Selected excerpt:
Governor of Madras
- In office 31 August 1777 – 8 February 1778 (Acting)
- Preceded by: George Stratton
- Succeeded by: Sir Thomas Rumbold
- In office 6 April 1780 – 8 November 1780 (Acting)
- Preceded by: Sir Thomas Rumbold
- Succeeded by: Charles Smith (acting)

Personal details
- Born: 30 November 1735 Bombay
- Died: 15 April 1812 (aged 76) Paris

= John Whitehill (governor) =

18th Century East India Company's Officer

John Whitehill (30 November 1735 – 15 April 1812) was an East India Company officer who was twice as Governor of Madras on a temporary basis in 1777 and 1780.

Whitehill was the son of Charles and Elizabeth Whitehill of Bombay, and was born in Bombay on 30 November 1735. He entered the service of the East India Company as a writer on 3 August 1752. In his early years he was involved in various actions, some more to his credit than others. In 1755 he was visiting King Alompra in Rangoon who was at war with the Pegu people. Whitehill saw some advantages in siding with his enemies and within two days was helping bombard the city in which he had just been a guest. Two years later he visited Rangoon again, was arrested and had his ship and cargo confiscated. His life was spared by the King. In 1761 he was involved in the administration of Pondicherry after it was captured from the French. He grew rich in the years following. In 1768 he became a senior merchant and member of the council of the governor. In 1769 he applied to the government for land on which to build a country house.

Provided data:
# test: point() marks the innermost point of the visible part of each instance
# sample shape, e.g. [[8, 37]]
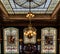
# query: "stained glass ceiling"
[[37, 6]]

Stated problem: Quote the passage on John Whitehill word for word, starting with "- Preceded by: Sir" and going on through "1777 and 1780.".

Task output:
- Preceded by: Sir Thomas Rumbold
- Succeeded by: Charles Smith (acting)

Personal details
- Born: 30 November 1735 Bombay
- Died: 15 April 1812 (aged 76) Paris

= John Whitehill (governor) =

18th Century East India Company's Officer

John Whitehill (30 November 1735 – 15 April 1812) was an East India Company officer who was twice as Governor of Madras on a temporary basis in 1777 and 1780.